= Dread perming =

Hair treatment method

Dread perming is a chemical treatment that is used both by beauty salons and do-it-yourselfers to create or maintain dreadlocks. The hair is exposed to chemicals that render the hair frizzy. The frizzy hair is bound together and treated again to form the dreadlocks. Dread perming is often used on straight hair, to give it more texture that can accelerate the locking process.

Dread perms usually cost in the range of $300–$400 at a salon, and although pricey, often prove to be the easiest and most professional way of creating dreadlocks. Another option is to buy a home-perm kit, as these will only cost $10–$20, with a similar, if not better result. The process can take upwards of six hours to complete, with maintenance appointments being around two hours long and pricey at upwards of $200 if done at a salon. The process works especially well on hair that is more difficult to dread, especially white people's hair or Asian hair. This method requires no use of waxes or palm rolling the hair. A regular six month appointment is all the maintenance required, although tightening sprays are beneficial in the meantime.
++++++++++
→ WRITTEN REQUEST
Please repeat the passage on dread perming from "Dread perming is a" up to and including "the locking process.", substituting "coarse" for every "frizzy".

Excerpts of pointing data:
++++++++++
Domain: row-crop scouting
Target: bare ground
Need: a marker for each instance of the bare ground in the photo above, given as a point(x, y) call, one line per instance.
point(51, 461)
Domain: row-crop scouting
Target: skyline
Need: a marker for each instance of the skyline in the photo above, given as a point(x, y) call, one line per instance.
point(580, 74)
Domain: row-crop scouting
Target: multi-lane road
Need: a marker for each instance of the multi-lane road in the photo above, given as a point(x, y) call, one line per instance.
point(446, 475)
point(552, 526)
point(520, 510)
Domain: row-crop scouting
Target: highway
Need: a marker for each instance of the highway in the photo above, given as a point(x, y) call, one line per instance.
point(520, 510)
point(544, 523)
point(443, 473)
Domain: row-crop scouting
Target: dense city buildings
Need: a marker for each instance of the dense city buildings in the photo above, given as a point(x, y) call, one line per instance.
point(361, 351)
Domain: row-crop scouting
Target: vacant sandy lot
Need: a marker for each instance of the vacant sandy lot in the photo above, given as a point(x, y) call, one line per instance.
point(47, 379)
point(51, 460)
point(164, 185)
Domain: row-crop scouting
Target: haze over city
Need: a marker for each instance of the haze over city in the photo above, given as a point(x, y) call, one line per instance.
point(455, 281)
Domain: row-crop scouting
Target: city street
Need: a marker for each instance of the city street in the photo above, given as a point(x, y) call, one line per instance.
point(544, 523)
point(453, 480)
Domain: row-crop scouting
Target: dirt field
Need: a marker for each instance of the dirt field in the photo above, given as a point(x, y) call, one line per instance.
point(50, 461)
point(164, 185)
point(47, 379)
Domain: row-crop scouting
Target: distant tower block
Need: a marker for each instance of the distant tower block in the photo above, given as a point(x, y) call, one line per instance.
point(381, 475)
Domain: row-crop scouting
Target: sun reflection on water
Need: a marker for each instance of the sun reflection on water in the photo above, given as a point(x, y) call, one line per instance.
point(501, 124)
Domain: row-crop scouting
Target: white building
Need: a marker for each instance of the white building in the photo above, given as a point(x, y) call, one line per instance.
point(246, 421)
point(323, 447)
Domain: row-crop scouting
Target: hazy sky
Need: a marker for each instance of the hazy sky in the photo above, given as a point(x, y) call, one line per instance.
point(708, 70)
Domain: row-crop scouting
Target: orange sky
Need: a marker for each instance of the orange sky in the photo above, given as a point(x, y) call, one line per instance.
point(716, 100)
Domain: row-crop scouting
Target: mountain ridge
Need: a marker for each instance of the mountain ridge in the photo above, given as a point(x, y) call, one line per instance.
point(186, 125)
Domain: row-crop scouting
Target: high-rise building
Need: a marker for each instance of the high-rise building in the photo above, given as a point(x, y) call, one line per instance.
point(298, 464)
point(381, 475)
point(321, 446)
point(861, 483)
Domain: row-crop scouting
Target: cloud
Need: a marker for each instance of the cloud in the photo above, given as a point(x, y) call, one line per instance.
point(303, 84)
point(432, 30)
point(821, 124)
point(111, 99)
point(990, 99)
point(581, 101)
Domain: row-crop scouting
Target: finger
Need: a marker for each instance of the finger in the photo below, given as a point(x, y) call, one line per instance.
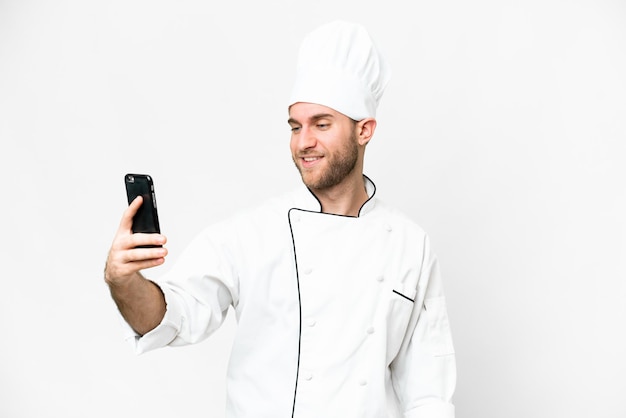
point(138, 255)
point(126, 223)
point(142, 239)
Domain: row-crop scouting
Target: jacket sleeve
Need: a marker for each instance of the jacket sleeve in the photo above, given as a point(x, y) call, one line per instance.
point(198, 292)
point(424, 371)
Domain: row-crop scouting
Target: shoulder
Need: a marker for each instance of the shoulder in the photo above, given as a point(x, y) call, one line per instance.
point(397, 218)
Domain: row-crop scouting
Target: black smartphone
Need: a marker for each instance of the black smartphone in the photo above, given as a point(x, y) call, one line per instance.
point(146, 220)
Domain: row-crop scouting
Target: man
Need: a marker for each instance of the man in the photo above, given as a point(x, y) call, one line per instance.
point(338, 298)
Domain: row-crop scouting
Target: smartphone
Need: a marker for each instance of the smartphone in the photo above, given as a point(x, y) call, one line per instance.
point(146, 220)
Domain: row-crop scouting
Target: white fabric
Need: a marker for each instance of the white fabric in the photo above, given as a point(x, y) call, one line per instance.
point(340, 67)
point(323, 312)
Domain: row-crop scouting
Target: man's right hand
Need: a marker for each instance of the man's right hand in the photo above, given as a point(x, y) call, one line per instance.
point(139, 300)
point(125, 260)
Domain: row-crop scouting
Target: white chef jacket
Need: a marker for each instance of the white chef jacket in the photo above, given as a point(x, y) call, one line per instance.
point(337, 316)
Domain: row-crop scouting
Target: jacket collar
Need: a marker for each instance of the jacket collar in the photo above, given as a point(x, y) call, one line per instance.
point(306, 200)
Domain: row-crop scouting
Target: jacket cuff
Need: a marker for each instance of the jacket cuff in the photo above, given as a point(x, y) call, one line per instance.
point(162, 334)
point(431, 410)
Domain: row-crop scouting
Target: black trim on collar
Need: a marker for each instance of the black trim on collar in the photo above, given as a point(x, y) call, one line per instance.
point(335, 214)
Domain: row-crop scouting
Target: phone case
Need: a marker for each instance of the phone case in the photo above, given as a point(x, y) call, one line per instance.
point(146, 220)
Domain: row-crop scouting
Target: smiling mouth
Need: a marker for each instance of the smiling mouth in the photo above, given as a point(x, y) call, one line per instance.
point(308, 162)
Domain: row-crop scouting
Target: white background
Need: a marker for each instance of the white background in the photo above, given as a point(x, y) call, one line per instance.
point(502, 133)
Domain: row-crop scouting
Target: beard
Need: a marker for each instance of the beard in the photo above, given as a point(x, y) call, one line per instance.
point(338, 166)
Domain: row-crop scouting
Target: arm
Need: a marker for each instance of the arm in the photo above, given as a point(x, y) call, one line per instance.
point(139, 300)
point(424, 372)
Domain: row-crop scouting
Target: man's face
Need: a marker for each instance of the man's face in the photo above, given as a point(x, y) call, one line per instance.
point(323, 145)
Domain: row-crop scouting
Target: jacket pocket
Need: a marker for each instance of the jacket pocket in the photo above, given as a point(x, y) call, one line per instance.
point(438, 326)
point(399, 312)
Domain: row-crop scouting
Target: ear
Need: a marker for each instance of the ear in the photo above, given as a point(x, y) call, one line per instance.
point(365, 130)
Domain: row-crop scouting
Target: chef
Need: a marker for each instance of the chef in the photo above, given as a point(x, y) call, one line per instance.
point(338, 297)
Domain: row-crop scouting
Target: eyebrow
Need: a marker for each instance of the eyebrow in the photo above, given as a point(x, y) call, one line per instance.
point(313, 118)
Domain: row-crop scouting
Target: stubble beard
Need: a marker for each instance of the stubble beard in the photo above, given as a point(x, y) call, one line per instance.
point(339, 166)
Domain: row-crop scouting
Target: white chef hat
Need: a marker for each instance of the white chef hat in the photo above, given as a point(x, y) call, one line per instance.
point(340, 67)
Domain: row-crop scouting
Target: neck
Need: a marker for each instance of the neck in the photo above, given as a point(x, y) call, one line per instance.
point(346, 198)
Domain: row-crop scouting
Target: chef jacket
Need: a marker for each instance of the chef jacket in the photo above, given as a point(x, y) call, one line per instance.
point(337, 316)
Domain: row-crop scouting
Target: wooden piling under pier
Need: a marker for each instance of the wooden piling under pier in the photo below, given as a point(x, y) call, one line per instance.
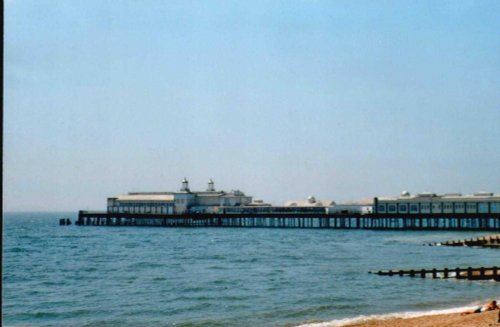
point(476, 222)
point(482, 273)
point(492, 241)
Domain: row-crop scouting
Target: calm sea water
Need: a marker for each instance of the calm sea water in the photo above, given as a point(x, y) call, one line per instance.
point(139, 276)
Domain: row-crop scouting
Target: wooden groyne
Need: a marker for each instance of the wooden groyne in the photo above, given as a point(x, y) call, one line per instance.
point(482, 273)
point(492, 241)
point(460, 221)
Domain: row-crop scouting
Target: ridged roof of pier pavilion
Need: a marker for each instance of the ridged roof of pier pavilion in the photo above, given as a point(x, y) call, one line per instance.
point(146, 197)
point(444, 197)
point(307, 203)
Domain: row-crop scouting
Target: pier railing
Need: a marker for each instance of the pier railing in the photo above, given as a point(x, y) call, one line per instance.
point(482, 273)
point(459, 221)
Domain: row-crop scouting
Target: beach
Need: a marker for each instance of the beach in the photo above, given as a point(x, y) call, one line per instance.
point(444, 320)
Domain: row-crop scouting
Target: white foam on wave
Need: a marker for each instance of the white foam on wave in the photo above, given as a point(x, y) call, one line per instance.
point(389, 316)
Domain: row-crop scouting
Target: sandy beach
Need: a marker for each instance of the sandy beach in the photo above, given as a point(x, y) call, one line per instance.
point(444, 320)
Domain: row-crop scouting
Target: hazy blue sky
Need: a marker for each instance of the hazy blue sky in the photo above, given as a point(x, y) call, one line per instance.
point(281, 99)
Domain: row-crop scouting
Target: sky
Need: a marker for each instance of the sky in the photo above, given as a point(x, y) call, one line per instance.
point(281, 99)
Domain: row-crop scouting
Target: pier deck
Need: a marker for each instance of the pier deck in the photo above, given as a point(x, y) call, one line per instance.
point(461, 221)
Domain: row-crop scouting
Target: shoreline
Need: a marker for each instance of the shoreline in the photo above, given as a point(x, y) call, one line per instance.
point(434, 318)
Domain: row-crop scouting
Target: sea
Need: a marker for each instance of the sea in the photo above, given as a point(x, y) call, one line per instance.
point(152, 276)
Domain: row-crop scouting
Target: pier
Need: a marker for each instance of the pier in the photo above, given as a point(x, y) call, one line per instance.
point(459, 221)
point(468, 273)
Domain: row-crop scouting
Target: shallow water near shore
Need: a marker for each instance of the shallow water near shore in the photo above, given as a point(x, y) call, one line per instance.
point(128, 276)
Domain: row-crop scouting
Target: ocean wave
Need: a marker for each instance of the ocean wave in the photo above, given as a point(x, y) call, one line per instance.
point(389, 316)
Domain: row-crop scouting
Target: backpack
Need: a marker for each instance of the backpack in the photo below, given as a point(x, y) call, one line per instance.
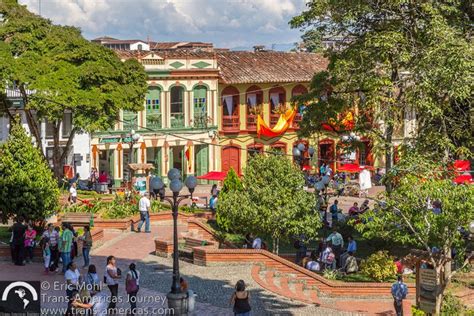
point(131, 285)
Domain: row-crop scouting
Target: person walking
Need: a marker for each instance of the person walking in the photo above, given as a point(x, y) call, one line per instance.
point(399, 293)
point(66, 244)
point(30, 243)
point(73, 193)
point(18, 241)
point(53, 237)
point(240, 300)
point(132, 285)
point(334, 209)
point(144, 206)
point(337, 244)
point(46, 249)
point(86, 245)
point(112, 275)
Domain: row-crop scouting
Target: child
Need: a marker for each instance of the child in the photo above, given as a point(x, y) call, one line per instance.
point(46, 254)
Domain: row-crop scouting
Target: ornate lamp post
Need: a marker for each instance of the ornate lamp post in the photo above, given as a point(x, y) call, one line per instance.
point(176, 299)
point(134, 138)
point(298, 153)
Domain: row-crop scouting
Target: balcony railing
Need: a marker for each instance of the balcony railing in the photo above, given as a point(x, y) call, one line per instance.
point(251, 121)
point(177, 120)
point(153, 120)
point(200, 120)
point(274, 119)
point(297, 120)
point(231, 123)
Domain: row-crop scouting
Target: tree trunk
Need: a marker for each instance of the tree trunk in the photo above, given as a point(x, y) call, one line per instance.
point(57, 161)
point(388, 153)
point(276, 245)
++++++++++
→ RESPONSE FOR THIS EXERCISE
Dread perming is a chemical treatment that is used both by beauty salons and do-it-yourselfers to create or maintain dreadlocks. The hair is exposed to chemicals that render the hair coarse. The coarse hair is bound together and treated again to form the dreadlocks. Dread perming is often used on straight hair, to give it more texture that can accelerate the locking process.